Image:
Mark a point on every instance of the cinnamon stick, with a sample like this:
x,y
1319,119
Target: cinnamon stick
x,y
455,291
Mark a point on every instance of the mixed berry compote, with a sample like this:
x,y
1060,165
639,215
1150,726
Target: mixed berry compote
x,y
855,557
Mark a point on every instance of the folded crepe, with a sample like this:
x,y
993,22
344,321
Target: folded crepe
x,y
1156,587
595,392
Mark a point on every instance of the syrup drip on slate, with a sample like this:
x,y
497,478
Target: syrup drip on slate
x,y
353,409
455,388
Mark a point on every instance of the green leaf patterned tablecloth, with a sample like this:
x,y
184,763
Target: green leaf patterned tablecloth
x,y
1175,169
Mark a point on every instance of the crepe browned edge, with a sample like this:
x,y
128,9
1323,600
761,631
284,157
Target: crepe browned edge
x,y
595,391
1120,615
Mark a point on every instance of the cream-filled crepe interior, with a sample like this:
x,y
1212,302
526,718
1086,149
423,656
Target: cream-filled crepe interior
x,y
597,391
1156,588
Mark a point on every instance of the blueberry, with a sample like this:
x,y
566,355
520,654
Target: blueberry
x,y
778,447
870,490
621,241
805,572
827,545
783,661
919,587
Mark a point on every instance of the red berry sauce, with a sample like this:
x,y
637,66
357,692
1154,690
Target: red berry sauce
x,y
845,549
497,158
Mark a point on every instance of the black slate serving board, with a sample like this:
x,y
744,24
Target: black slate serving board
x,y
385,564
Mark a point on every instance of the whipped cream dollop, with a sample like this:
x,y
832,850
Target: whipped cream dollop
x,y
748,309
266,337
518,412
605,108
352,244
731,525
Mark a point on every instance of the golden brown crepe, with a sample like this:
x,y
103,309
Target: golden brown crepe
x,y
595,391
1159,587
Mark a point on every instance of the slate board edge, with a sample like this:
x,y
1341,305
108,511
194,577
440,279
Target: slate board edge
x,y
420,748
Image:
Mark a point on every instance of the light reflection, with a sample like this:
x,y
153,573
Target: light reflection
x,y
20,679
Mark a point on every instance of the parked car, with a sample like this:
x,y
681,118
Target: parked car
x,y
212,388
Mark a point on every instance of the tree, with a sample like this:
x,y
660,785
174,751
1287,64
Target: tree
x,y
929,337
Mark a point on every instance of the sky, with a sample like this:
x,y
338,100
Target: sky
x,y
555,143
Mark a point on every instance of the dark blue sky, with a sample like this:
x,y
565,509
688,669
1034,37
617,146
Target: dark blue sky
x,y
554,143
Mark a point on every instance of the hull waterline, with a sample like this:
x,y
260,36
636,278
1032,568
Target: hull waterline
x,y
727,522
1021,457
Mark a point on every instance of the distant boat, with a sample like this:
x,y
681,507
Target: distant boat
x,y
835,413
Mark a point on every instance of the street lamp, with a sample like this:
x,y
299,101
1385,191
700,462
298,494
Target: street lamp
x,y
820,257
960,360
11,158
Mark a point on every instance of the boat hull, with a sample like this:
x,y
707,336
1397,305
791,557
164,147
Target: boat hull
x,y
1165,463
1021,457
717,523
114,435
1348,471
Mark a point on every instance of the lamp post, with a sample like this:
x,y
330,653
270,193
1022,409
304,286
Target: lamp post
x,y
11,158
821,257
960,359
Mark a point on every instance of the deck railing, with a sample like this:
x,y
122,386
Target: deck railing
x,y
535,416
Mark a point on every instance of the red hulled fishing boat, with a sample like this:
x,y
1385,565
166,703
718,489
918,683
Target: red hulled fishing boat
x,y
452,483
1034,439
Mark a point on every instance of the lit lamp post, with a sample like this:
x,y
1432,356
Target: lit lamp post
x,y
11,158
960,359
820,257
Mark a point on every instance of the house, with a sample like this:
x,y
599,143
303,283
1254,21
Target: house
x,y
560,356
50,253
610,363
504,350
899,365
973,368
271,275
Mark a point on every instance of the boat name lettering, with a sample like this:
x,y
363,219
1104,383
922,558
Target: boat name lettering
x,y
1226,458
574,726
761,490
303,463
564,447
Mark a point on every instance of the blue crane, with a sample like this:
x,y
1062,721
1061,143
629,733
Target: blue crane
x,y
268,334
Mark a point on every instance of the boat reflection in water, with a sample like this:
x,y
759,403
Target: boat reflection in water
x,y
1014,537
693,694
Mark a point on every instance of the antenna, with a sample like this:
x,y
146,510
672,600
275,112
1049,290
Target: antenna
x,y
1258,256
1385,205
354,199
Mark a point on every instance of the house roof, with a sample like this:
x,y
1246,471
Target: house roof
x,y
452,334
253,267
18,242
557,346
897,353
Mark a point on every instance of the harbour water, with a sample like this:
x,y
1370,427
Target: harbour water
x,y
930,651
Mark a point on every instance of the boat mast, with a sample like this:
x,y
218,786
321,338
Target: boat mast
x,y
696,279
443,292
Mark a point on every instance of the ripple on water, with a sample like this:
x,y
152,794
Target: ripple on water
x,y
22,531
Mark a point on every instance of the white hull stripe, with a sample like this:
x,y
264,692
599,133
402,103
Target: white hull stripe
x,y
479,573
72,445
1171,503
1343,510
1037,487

■ ■ ■

- Set task: Your task is to repeat the data exactly; please include every line.

- Written response:
Image:
Mark a point on every instance of the cinnamon stick, with a sample like this:
x,y
1319,119
Target: cinnamon stick
x,y
455,291
Mark a point on every instance of the mixed berry compote, with a sample like this:
x,y
1060,165
639,215
1150,726
Target: mixed berry compote
x,y
855,557
Mark a point on every instance of the folded crepe, with a sample like this:
x,y
993,22
344,321
Target: folded crepe
x,y
1156,587
595,392
Mark a point on every instance of the syrup drip on slate, with a sample like this:
x,y
497,478
Target: syrup drip on slate
x,y
353,409
455,388
Mark a point on every instance of the green leaf patterned tablecloth, with a sample like this:
x,y
184,763
Target: green leaf patterned tablecloth
x,y
1175,169
Mark a point on every instance of the crepe browned edge, with a sample like this:
x,y
128,9
1323,600
761,631
284,157
Target: crepe browned edge
x,y
595,391
1120,615
Mark a point on every instance of the cream-filled crepe interior, with a sample like this:
x,y
1212,302
526,718
1086,149
423,656
Target: cream-filled crepe interior
x,y
597,391
1156,588
Mark a point on every instance of the blueberry, with a sample like this:
x,y
566,355
520,654
Target: blueberry
x,y
778,447
870,490
621,241
805,572
827,545
783,661
919,587
Mark a point on every instance of the red berry sauce, with a sample like this:
x,y
637,66
357,692
1154,690
Target: red berry sauce
x,y
845,549
497,158
Mark a point on every instance of the black slate serving board, with a sample like this:
x,y
744,24
Target: black slate serving board
x,y
385,564
Mark a point on every instance of the whipped cream dollop, with a sample like this:
x,y
832,850
Target: whipped cream dollop
x,y
748,309
266,337
518,412
605,108
352,244
731,525
Mark a point on every instance of the golden brown crepe, with a sample like this:
x,y
103,309
Target: golden brown crepe
x,y
595,391
1159,587
Mark a point on every instance of the slate board edge, with a sample like this:
x,y
1341,305
108,511
194,577
440,279
Target: slate board edge
x,y
420,748
Image:
Mark a point on every instance of the light reflection, with a sample like this:
x,y
153,573
Target: light reflection
x,y
20,679
Mark a point on every instance of the parked car, with a sample like this:
x,y
681,118
Target: parked car
x,y
212,388
Mark a point on every instance of the tree, with a sample like this:
x,y
660,785
174,751
1287,64
Target: tree
x,y
929,337
Mark a point on every instance of the sky, with a sample like this:
x,y
338,100
Target: sky
x,y
555,143
Mark a point on every instance of the dark blue sky, with a sample like this:
x,y
565,509
688,669
1034,37
617,146
Target: dark blue sky
x,y
554,143
Mark a point on every instance of the hull waterline, with a sample like this:
x,y
260,36
636,278
1032,568
Target: hull waterline
x,y
727,522
1021,457
Mark a point on every instance of the distant boat, with a sample like this:
x,y
681,507
Target: distant boat
x,y
835,413
Mark a point on every instance of the street lamp, with a sample like this:
x,y
299,101
1385,191
700,462
298,494
Target: street lamp
x,y
820,257
960,360
11,158
Mark a point on every instance of the boat hull, with a sample like this:
x,y
707,336
1397,305
791,557
164,147
Target: boat hull
x,y
1165,463
1021,457
717,523
114,435
1348,471
Mark a point on every instance of the lamp post, with a sample like this:
x,y
330,653
270,193
1022,409
304,286
Target: lamp post
x,y
11,158
821,257
960,359
Mark a point on every instance of the deck railing, with a sample like this:
x,y
122,386
Target: deck railing
x,y
535,416
Mark a point on every instance of the red hulled fishing boat, with a sample like this:
x,y
1385,565
166,703
718,489
918,683
Target: red hulled fishing boat
x,y
452,483
1034,439
Mark a point on every instance of the lit lamp post, with a sample like this:
x,y
1432,356
Target: lit lamp post
x,y
11,158
960,359
820,257
Mark a point on every instance of the house, with a sample like this:
x,y
599,143
303,283
1254,21
Target: house
x,y
560,356
50,253
610,363
504,350
899,365
973,368
271,275
Mark a point on every instance of the boat name lettering, with a sample like this:
x,y
363,219
1104,383
922,558
Target: boat name lettering
x,y
1226,458
574,726
761,490
303,463
564,447
Mark a point on every instance of the blue crane, with a sample like this:
x,y
1062,721
1061,143
629,733
Target: blue crane
x,y
268,334
Mark a point on every instance of the boat reflection in water, with a sample like this:
x,y
759,403
Target: boat reflection in water
x,y
1014,537
693,694
Mark a point on every instance of the antenna, with a sample like this:
x,y
146,510
672,600
275,112
1049,290
Target: antenna
x,y
1258,256
1385,205
354,199
Mark a point on every instance of the house roof, with a sample like this:
x,y
1246,471
Target: house roof
x,y
452,334
253,267
18,242
557,346
897,353
Mark a point on every instance of the harbour water, with a sample like this:
x,y
1370,427
Target: harbour water
x,y
930,651
Mark a point on every instance of the boat mast, with a sample like this:
x,y
218,786
321,338
Target: boat mast
x,y
696,279
443,292
Mark a point on every instance of the ripple on water, with a sample like this:
x,y
152,794
Target: ripple on water
x,y
22,531
Mark a point on every instance of the white hull stripe, with a sample like this:
x,y
264,692
599,133
402,103
Target: white hull stripe
x,y
479,573
72,445
1171,503
1343,510
1037,487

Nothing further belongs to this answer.